__What you need to do__
Count the lines in the records below that contain the string "wooden", matching case exactly, and give only the number.

··· Input rows

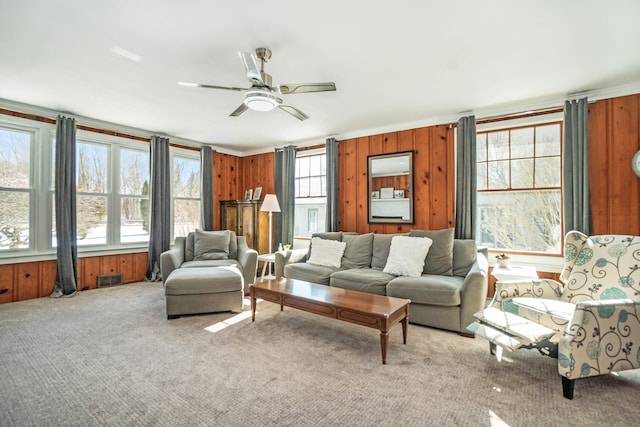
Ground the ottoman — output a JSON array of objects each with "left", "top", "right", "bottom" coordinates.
[{"left": 164, "top": 266, "right": 244, "bottom": 319}]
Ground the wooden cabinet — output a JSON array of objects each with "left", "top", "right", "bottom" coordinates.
[{"left": 220, "top": 200, "right": 269, "bottom": 254}]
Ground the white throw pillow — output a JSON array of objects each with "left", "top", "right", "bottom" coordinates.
[
  {"left": 382, "top": 236, "right": 433, "bottom": 277},
  {"left": 307, "top": 237, "right": 347, "bottom": 267}
]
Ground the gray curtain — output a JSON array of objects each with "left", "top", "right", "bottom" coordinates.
[
  {"left": 146, "top": 136, "right": 171, "bottom": 282},
  {"left": 455, "top": 116, "right": 477, "bottom": 240},
  {"left": 273, "top": 145, "right": 296, "bottom": 247},
  {"left": 562, "top": 98, "right": 592, "bottom": 236},
  {"left": 326, "top": 138, "right": 339, "bottom": 231},
  {"left": 200, "top": 146, "right": 213, "bottom": 230},
  {"left": 50, "top": 116, "right": 78, "bottom": 298}
]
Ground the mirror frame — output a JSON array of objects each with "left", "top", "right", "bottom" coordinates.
[{"left": 367, "top": 151, "right": 414, "bottom": 224}]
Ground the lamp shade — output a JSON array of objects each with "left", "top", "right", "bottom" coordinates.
[{"left": 260, "top": 194, "right": 280, "bottom": 212}]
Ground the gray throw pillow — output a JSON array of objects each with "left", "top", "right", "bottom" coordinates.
[
  {"left": 193, "top": 229, "right": 231, "bottom": 261},
  {"left": 341, "top": 233, "right": 373, "bottom": 268},
  {"left": 409, "top": 228, "right": 454, "bottom": 276}
]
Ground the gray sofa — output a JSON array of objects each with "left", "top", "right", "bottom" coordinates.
[
  {"left": 275, "top": 229, "right": 488, "bottom": 335},
  {"left": 160, "top": 230, "right": 258, "bottom": 293}
]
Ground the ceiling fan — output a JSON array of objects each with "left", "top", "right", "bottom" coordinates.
[{"left": 178, "top": 47, "right": 336, "bottom": 120}]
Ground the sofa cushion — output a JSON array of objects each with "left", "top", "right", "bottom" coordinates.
[
  {"left": 193, "top": 229, "right": 231, "bottom": 261},
  {"left": 329, "top": 268, "right": 395, "bottom": 295},
  {"left": 371, "top": 233, "right": 407, "bottom": 270},
  {"left": 453, "top": 239, "right": 478, "bottom": 277},
  {"left": 341, "top": 233, "right": 373, "bottom": 268},
  {"left": 382, "top": 236, "right": 433, "bottom": 277},
  {"left": 307, "top": 237, "right": 347, "bottom": 268},
  {"left": 387, "top": 274, "right": 464, "bottom": 306},
  {"left": 307, "top": 231, "right": 342, "bottom": 259},
  {"left": 409, "top": 228, "right": 454, "bottom": 276},
  {"left": 284, "top": 262, "right": 339, "bottom": 286}
]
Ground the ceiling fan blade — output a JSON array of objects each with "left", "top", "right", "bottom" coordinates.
[
  {"left": 229, "top": 102, "right": 248, "bottom": 117},
  {"left": 178, "top": 82, "right": 249, "bottom": 91},
  {"left": 276, "top": 82, "right": 336, "bottom": 95},
  {"left": 278, "top": 104, "right": 309, "bottom": 121},
  {"left": 238, "top": 51, "right": 265, "bottom": 86}
]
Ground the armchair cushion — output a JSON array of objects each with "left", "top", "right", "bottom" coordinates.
[
  {"left": 562, "top": 235, "right": 640, "bottom": 304},
  {"left": 193, "top": 229, "right": 231, "bottom": 261}
]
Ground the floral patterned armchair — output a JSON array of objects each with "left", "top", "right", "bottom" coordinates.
[{"left": 468, "top": 231, "right": 640, "bottom": 399}]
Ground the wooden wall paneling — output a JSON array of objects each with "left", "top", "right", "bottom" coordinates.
[
  {"left": 350, "top": 138, "right": 372, "bottom": 234},
  {"left": 79, "top": 257, "right": 102, "bottom": 291},
  {"left": 340, "top": 138, "right": 360, "bottom": 231},
  {"left": 117, "top": 254, "right": 136, "bottom": 283},
  {"left": 100, "top": 255, "right": 121, "bottom": 274},
  {"left": 609, "top": 96, "right": 640, "bottom": 235},
  {"left": 38, "top": 259, "right": 56, "bottom": 297},
  {"left": 0, "top": 264, "right": 17, "bottom": 304},
  {"left": 16, "top": 262, "right": 40, "bottom": 301},
  {"left": 133, "top": 252, "right": 149, "bottom": 282},
  {"left": 413, "top": 128, "right": 431, "bottom": 230},
  {"left": 588, "top": 100, "right": 611, "bottom": 234}
]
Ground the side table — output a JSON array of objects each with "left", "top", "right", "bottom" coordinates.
[{"left": 258, "top": 254, "right": 276, "bottom": 282}]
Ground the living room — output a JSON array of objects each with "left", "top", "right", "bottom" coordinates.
[{"left": 0, "top": 1, "right": 640, "bottom": 425}]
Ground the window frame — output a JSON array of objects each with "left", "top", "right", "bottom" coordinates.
[{"left": 475, "top": 112, "right": 564, "bottom": 257}]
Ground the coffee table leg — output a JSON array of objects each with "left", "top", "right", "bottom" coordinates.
[
  {"left": 402, "top": 317, "right": 409, "bottom": 344},
  {"left": 380, "top": 331, "right": 389, "bottom": 365},
  {"left": 249, "top": 287, "right": 256, "bottom": 322}
]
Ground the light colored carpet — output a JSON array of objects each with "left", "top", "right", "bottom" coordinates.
[{"left": 0, "top": 283, "right": 640, "bottom": 426}]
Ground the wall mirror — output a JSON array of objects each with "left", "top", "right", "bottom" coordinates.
[{"left": 367, "top": 151, "right": 413, "bottom": 224}]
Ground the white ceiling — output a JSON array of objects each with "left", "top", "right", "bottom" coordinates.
[{"left": 0, "top": 0, "right": 640, "bottom": 154}]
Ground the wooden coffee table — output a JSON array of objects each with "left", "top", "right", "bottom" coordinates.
[{"left": 250, "top": 278, "right": 411, "bottom": 364}]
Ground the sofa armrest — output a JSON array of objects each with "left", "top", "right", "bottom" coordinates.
[
  {"left": 460, "top": 252, "right": 489, "bottom": 329},
  {"left": 274, "top": 248, "right": 309, "bottom": 279},
  {"left": 160, "top": 237, "right": 186, "bottom": 283},
  {"left": 558, "top": 298, "right": 640, "bottom": 379},
  {"left": 489, "top": 279, "right": 562, "bottom": 310},
  {"left": 236, "top": 236, "right": 258, "bottom": 289}
]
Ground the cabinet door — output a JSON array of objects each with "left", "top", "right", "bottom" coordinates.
[
  {"left": 118, "top": 254, "right": 136, "bottom": 283},
  {"left": 16, "top": 262, "right": 40, "bottom": 301},
  {"left": 40, "top": 260, "right": 58, "bottom": 297},
  {"left": 0, "top": 264, "right": 15, "bottom": 304}
]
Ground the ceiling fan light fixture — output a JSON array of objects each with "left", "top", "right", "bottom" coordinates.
[{"left": 244, "top": 90, "right": 280, "bottom": 111}]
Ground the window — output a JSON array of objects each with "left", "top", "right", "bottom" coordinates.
[
  {"left": 476, "top": 122, "right": 562, "bottom": 254},
  {"left": 0, "top": 128, "right": 33, "bottom": 250},
  {"left": 118, "top": 148, "right": 150, "bottom": 243},
  {"left": 294, "top": 152, "right": 327, "bottom": 238},
  {"left": 172, "top": 151, "right": 200, "bottom": 236}
]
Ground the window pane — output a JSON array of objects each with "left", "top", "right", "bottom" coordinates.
[
  {"left": 77, "top": 142, "right": 109, "bottom": 193},
  {"left": 298, "top": 178, "right": 311, "bottom": 197},
  {"left": 536, "top": 157, "right": 561, "bottom": 188},
  {"left": 120, "top": 148, "right": 149, "bottom": 195},
  {"left": 476, "top": 162, "right": 487, "bottom": 190},
  {"left": 173, "top": 199, "right": 200, "bottom": 236},
  {"left": 478, "top": 190, "right": 561, "bottom": 253},
  {"left": 0, "top": 129, "right": 31, "bottom": 188},
  {"left": 487, "top": 131, "right": 509, "bottom": 160},
  {"left": 487, "top": 161, "right": 511, "bottom": 190},
  {"left": 120, "top": 197, "right": 149, "bottom": 243},
  {"left": 0, "top": 191, "right": 29, "bottom": 250},
  {"left": 511, "top": 159, "right": 533, "bottom": 188},
  {"left": 511, "top": 128, "right": 533, "bottom": 159},
  {"left": 476, "top": 133, "right": 487, "bottom": 162},
  {"left": 76, "top": 195, "right": 107, "bottom": 245},
  {"left": 173, "top": 157, "right": 200, "bottom": 198},
  {"left": 536, "top": 124, "right": 560, "bottom": 156}
]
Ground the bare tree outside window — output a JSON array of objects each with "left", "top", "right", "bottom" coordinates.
[
  {"left": 0, "top": 128, "right": 33, "bottom": 250},
  {"left": 476, "top": 122, "right": 562, "bottom": 253}
]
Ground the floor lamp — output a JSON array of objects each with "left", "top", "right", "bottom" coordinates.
[{"left": 260, "top": 194, "right": 280, "bottom": 253}]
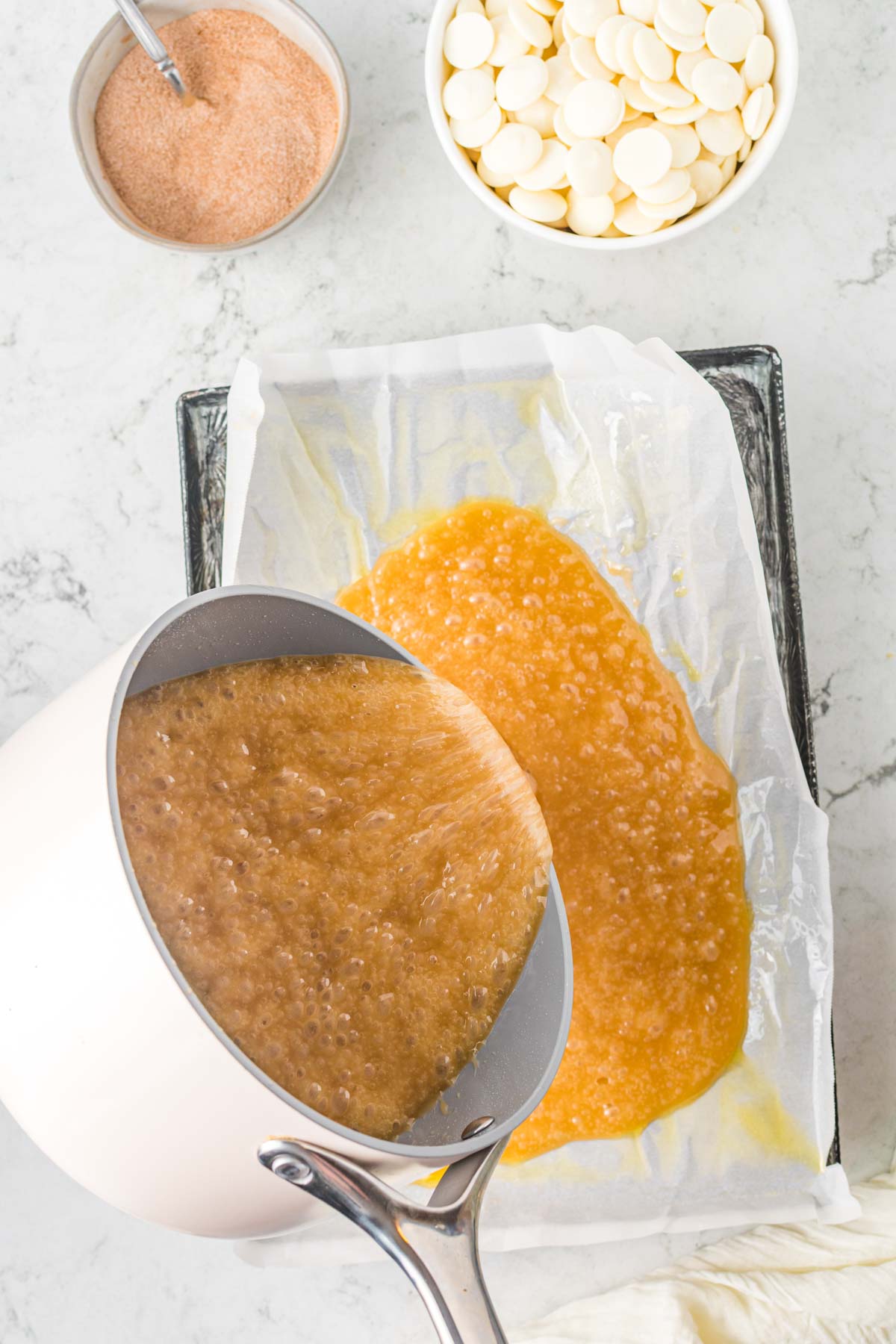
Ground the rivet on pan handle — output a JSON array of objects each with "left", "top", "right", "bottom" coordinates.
[{"left": 258, "top": 1134, "right": 508, "bottom": 1344}]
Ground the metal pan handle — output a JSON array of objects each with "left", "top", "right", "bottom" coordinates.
[{"left": 258, "top": 1139, "right": 506, "bottom": 1344}]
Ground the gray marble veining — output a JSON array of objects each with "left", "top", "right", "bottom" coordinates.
[{"left": 0, "top": 0, "right": 896, "bottom": 1344}]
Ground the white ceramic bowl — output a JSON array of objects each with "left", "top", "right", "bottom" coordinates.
[
  {"left": 425, "top": 0, "right": 799, "bottom": 252},
  {"left": 69, "top": 0, "right": 349, "bottom": 252}
]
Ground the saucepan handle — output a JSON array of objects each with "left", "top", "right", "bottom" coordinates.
[{"left": 258, "top": 1139, "right": 506, "bottom": 1344}]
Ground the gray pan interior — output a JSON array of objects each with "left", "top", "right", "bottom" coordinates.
[{"left": 108, "top": 588, "right": 572, "bottom": 1163}]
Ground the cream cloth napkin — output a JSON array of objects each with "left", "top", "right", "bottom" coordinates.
[{"left": 511, "top": 1160, "right": 896, "bottom": 1344}]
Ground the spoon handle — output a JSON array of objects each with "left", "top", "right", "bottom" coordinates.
[{"left": 116, "top": 0, "right": 190, "bottom": 101}]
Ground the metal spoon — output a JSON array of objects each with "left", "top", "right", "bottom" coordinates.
[{"left": 116, "top": 0, "right": 197, "bottom": 108}]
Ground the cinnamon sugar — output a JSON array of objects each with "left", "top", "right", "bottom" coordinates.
[{"left": 96, "top": 10, "right": 338, "bottom": 245}]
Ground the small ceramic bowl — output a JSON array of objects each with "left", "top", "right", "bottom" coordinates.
[
  {"left": 69, "top": 0, "right": 349, "bottom": 252},
  {"left": 425, "top": 0, "right": 799, "bottom": 252}
]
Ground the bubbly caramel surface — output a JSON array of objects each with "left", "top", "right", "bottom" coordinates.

······

__Result__
3